[Location annotation dataset excerpts]
-- begin --

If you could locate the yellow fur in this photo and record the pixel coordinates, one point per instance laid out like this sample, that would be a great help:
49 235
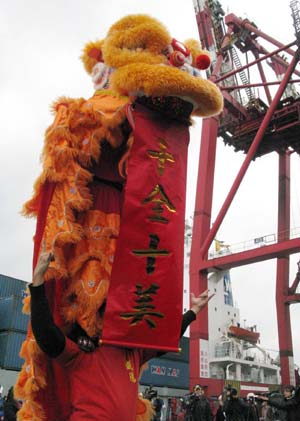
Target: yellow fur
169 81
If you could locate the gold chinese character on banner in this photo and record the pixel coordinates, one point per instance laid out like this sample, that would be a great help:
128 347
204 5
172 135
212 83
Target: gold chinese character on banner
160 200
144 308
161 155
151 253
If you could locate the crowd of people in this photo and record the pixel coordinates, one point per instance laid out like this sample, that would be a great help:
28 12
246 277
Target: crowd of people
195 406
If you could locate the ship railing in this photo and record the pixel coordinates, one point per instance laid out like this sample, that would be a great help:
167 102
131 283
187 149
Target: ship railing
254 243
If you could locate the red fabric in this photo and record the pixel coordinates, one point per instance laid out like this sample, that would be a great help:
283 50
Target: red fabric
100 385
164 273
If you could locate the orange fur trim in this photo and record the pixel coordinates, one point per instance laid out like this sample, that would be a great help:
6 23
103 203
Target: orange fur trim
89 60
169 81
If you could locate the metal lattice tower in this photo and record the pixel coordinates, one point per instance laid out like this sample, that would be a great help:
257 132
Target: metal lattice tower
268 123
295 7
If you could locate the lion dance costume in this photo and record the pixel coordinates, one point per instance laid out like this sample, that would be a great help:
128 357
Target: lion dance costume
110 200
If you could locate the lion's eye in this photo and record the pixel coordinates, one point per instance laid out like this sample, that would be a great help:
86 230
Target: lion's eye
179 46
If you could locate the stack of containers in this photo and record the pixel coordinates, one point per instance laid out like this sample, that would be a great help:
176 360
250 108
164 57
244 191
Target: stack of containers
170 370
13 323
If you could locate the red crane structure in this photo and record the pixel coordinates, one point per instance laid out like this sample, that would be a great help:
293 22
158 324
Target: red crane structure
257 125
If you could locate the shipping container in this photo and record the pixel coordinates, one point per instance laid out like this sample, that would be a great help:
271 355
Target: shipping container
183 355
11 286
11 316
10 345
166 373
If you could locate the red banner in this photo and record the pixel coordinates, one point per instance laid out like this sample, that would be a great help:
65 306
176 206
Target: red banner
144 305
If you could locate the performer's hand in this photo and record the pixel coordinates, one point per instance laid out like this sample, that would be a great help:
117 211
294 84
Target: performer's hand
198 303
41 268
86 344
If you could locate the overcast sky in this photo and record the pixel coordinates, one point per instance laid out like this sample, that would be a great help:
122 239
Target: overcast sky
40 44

-- end --

» TASK DIRECTIONS:
Restate each line of the records exactly; pictures do not belong in the copy.

» TASK ANSWER:
If you could locate the yellow fur in this photo and record the pixel coordinates, one point per instance laid out like this sample, that would be a great help:
49 235
Target: yellow fur
169 81
If you could locate the gold chinese character on banner in this photo and record the pixel coordinates, one point per instance laid out like this sample, that would be a great help:
128 347
204 5
172 135
212 83
Target: gold chinese character on banner
160 200
144 308
161 155
151 253
If you could locate the crowd of people in this photo and record the pixel coordinates, one point per instance laid out like this sample, that would be a great help:
28 12
246 277
Target: crowd of people
195 406
If you could locate the ship railing in this photo and record the pixel coordinates, one point per instance laid out like this sample, that would be a great help:
167 102
131 283
187 149
Target: ship railing
254 243
If you could locate the red fabric in this photo and record the pixel coordinates, one point per instance laid out like this sample, that would be a great help:
283 50
Target: red fabric
100 385
164 273
If you could locate the orange fur trim in this photo and record the pixel coordinates, one point per instance laid out like this sample, that would be a great help:
6 23
103 203
Target: orange fur trim
89 60
169 81
If you could locate the metal lattice tower in this photo and record the pixel coordinates, one point per instance laid out like this sample, that would be a great help:
257 132
Target: metal lattice tower
268 123
295 7
If you could locate the lion dance costume in this photo and record the pixel coordinates, one point per instance laid out like this sample, that would be a great help:
128 357
Target: lion dance costume
110 200
If you could locate the lion's eye in this photo and record the pixel coordinates, one point per instance laid out like this sample, that would be a great help:
86 230
Target: lion's eye
179 46
If you could locate the stack of containers in this photo and record the pixel coordinates, one point per instance laid out like this sample, that would be a great help:
176 360
250 108
164 57
244 191
Target: stack of containers
170 370
13 323
If you could locate the red crane structure in this photo and record the pixel coordinates, one point per instance laid out like this sample, that would be a great help:
293 22
158 324
Target: red crane structure
257 125
If you could locate the shipping container in this photo and record the pixel coordinates, one point per instance laid out like this sample, that would be a great help:
271 355
Target: shipping container
183 355
11 286
11 316
10 345
166 373
If you could locate the red banner in this photo and record the pixel coordinates, one point per instance laid out like this sample, that would be a great help:
65 306
176 206
Target: red banner
144 305
If you could locate the performer's hand in this photo and record the pixel coordinates, one point per instance laid out like this sample, that would be a great help:
117 211
294 84
Target: performer's hand
198 303
41 268
86 344
If you could locate the overcast sky in this photo and record the pixel coordinates, one point per instance laid out like this sample, that would be a great help:
122 239
Target: overcast sky
40 44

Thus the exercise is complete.